→ Data for this exercise:
============================================================
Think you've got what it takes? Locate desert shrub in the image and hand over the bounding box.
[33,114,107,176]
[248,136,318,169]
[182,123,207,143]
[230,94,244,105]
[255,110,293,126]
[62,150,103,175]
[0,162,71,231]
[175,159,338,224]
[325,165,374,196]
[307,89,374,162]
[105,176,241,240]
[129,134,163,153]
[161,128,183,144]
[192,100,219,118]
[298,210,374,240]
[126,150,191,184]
============================================================
Nothing should be changed: write out all of the data as is.

Think you've got what it takes? Locate desert shrub in the image and hand over the bounding box.
[33,114,107,176]
[248,136,318,169]
[182,123,207,143]
[230,94,244,105]
[255,110,293,126]
[62,150,103,175]
[0,162,71,231]
[175,159,338,224]
[325,165,374,196]
[307,89,374,162]
[105,176,241,240]
[129,134,163,153]
[161,128,183,144]
[192,100,219,118]
[298,210,374,240]
[126,150,191,184]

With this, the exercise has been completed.